▸ **Provided data**

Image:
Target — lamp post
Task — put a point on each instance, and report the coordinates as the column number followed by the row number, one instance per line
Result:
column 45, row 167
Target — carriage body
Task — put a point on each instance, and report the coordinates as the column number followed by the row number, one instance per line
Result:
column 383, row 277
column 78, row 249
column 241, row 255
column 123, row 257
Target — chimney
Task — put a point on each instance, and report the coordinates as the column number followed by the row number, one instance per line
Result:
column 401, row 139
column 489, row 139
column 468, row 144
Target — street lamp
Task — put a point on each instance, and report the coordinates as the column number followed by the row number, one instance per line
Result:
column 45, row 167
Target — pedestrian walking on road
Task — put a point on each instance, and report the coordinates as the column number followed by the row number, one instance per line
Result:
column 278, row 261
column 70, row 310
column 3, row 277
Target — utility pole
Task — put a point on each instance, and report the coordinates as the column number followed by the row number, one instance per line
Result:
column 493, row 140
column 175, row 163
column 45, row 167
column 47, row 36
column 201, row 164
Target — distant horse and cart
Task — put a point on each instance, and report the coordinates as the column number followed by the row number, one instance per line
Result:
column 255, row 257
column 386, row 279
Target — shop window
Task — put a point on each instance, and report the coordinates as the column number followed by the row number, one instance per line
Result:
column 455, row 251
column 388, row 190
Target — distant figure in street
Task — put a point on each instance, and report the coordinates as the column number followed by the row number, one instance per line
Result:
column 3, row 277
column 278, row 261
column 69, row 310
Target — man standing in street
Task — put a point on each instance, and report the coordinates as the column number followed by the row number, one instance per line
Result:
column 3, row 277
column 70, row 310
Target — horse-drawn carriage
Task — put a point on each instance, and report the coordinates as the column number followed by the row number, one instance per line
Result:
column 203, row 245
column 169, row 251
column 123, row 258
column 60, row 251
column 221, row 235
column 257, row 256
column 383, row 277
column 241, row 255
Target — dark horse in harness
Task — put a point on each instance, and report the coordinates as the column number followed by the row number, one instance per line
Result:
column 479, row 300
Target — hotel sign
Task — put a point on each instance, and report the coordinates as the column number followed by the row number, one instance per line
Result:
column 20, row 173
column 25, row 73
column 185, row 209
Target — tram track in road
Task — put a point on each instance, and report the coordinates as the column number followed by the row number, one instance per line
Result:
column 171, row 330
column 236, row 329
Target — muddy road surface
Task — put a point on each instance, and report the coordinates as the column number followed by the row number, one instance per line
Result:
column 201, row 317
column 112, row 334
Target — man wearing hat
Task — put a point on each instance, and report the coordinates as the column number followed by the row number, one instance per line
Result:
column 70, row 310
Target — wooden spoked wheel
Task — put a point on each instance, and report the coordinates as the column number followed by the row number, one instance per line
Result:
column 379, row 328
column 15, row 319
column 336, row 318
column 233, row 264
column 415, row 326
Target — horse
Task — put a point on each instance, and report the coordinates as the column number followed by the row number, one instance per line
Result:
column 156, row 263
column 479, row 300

▸ **Goal**
Return the entries above line for line, unchanged, starting at their first line and stopping after the line that contains "column 69, row 310", with both of those lines included.

▸ **Correct output**
Image:
Target — lamp post
Task — put a point on each instance, and report the coordinates as the column number followed by the row number, one instance per line
Result:
column 45, row 167
Target — carriage body
Task — put a point on each instance, and report the coordinates as the column number followed by the row number, one instance per line
Result:
column 383, row 277
column 78, row 249
column 241, row 255
column 123, row 257
Target — chimney
Task — put a point on each instance, and report the coordinates as the column number followed by the row number, one instance per line
Result:
column 401, row 139
column 489, row 139
column 468, row 144
Target — street lamp
Task — put a point on each instance, and report the coordinates as the column number followed by the row number, one instance per line
Result:
column 45, row 167
Target — pedestrian walking on road
Task — put a point on each instance, and report the coordinates as the column number followed by the row number, one instance per line
Result:
column 278, row 261
column 70, row 310
column 3, row 277
Target — utility pole
Task — put a point on each instance, and report the coordinates as the column number followed by the row number, one instance per line
Result:
column 493, row 140
column 175, row 163
column 45, row 167
column 47, row 36
column 201, row 164
Target — distant horse and cart
Task — put a point on each instance, and report the coordinates as the column number followed by the row number, one instance per line
Result:
column 255, row 257
column 386, row 279
Target — shop window
Task — put a point on each instance, and report the coordinates as the column number followed by the row number, one instance per line
Result:
column 455, row 251
column 388, row 190
Target — distant figure in street
Task — put a point on each instance, and report the coordinates as the column number followed by the row number, one instance per line
Result:
column 3, row 277
column 278, row 261
column 69, row 310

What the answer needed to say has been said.